> [Activity]:
Please print each record below exactly as it is written.

Region pointing data
# # #
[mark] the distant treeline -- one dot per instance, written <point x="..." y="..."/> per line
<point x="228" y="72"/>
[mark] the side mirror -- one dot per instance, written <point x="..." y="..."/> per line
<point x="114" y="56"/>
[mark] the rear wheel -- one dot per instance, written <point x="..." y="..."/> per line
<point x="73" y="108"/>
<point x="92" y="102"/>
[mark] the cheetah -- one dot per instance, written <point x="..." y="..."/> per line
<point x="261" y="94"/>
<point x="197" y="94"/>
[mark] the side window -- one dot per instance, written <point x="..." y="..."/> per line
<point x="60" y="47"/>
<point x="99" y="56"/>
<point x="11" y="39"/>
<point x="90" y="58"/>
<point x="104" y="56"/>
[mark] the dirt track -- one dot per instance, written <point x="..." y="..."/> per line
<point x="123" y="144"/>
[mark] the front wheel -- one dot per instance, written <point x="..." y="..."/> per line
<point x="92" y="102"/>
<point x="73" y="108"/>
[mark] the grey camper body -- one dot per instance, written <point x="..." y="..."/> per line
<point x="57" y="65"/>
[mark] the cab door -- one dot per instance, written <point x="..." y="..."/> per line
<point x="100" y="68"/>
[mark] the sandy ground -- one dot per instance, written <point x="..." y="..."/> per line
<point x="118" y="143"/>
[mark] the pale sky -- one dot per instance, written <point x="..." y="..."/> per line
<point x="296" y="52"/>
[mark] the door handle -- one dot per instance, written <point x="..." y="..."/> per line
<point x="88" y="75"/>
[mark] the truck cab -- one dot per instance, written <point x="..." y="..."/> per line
# # #
> [Finished exercise]:
[mark] the distant treeline -- one dot per instance, written <point x="..." y="..."/> per line
<point x="228" y="72"/>
[mark] the side mirror -- one dot per instance, written <point x="..." y="..."/> per line
<point x="114" y="56"/>
[mark] the rear wheel -- one dot per instance, written <point x="..." y="..."/> per line
<point x="73" y="108"/>
<point x="92" y="102"/>
[mark] the cheetah -- one dot per instance, written <point x="..." y="..."/> per line
<point x="261" y="94"/>
<point x="197" y="94"/>
[mark] the side window -- one dot per instance, written <point x="..." y="..."/> per line
<point x="60" y="47"/>
<point x="99" y="56"/>
<point x="11" y="39"/>
<point x="90" y="58"/>
<point x="104" y="56"/>
[mark] the dirt track -- one dot per instance, written <point x="..." y="..."/> per line
<point x="123" y="144"/>
[mark] the front wheel -- one dot per instance, written <point x="..." y="..."/> per line
<point x="92" y="102"/>
<point x="73" y="108"/>
[mark] the grey camper body -- one dot per instance, written <point x="..." y="..."/> per line
<point x="57" y="65"/>
[mark] the cab door -- one dot per instance, written <point x="..." y="..."/> per line
<point x="100" y="68"/>
[mark] the sandy ground -- one dot per instance, written <point x="..." y="..."/> per line
<point x="118" y="143"/>
[mark] the pale sky -- one dot per instance, written <point x="..." y="..."/> per line
<point x="296" y="52"/>
[mark] the door handle -- one dot per instance, written <point x="..." y="..."/> per line
<point x="88" y="75"/>
[mark] the truck cab -- one dot per instance, written <point x="..." y="..."/> per line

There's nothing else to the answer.